Saved data entries:
##########

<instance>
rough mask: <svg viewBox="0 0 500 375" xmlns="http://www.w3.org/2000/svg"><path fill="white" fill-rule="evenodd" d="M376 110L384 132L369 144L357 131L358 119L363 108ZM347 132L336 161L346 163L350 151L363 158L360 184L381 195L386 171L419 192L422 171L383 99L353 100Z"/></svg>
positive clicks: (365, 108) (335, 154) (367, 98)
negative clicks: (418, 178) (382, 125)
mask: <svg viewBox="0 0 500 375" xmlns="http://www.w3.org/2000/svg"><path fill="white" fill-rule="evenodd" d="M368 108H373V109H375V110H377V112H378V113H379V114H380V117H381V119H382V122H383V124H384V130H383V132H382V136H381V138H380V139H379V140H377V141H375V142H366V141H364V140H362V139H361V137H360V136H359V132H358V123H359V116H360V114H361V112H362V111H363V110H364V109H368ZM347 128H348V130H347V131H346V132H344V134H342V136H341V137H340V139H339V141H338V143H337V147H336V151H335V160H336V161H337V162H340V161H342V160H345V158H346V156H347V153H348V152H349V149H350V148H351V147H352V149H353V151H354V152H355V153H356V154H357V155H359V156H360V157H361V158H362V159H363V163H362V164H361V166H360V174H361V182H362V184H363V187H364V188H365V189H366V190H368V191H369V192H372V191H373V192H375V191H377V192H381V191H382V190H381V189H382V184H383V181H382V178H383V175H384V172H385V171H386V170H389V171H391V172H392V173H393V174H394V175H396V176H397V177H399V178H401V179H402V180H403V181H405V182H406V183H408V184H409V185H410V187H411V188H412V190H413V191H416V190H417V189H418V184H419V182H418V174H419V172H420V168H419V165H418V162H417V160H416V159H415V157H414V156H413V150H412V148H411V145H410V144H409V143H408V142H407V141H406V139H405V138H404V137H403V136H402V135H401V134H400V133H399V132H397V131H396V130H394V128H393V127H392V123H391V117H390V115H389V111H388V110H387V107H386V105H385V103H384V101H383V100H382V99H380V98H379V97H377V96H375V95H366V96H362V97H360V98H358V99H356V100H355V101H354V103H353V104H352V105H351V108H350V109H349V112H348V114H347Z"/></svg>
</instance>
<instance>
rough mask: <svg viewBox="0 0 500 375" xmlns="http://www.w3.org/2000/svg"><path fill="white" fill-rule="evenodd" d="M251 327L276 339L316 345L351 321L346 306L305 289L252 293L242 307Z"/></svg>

##########

TASK ITEM - Reproduce word for word the lines from the start of the saved data entries through the line containing "positive clicks: (365, 108)", including both ends and nothing else.

OUTPUT FOR THIS EXERCISE -
<instance>
rough mask: <svg viewBox="0 0 500 375" xmlns="http://www.w3.org/2000/svg"><path fill="white" fill-rule="evenodd" d="M376 110L384 132L369 144L357 131L358 119L363 108ZM347 132L336 161L346 163L350 151L363 158L360 184L381 195L386 171L419 192L422 171L383 99L353 100Z"/></svg>
positive clicks: (365, 108) (335, 154) (367, 98)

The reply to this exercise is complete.